Exercise requirements = Copy each of the following lines back word for word, keeping their order.

Data supplied =
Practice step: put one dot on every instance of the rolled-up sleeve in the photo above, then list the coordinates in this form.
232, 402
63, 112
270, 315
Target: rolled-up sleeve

Output for this task =
Practice step: put one dot on every instance of the rolled-up sleeve in the photo above, then list the coordinates in this form.
232, 402
63, 112
270, 315
Target: rolled-up sleeve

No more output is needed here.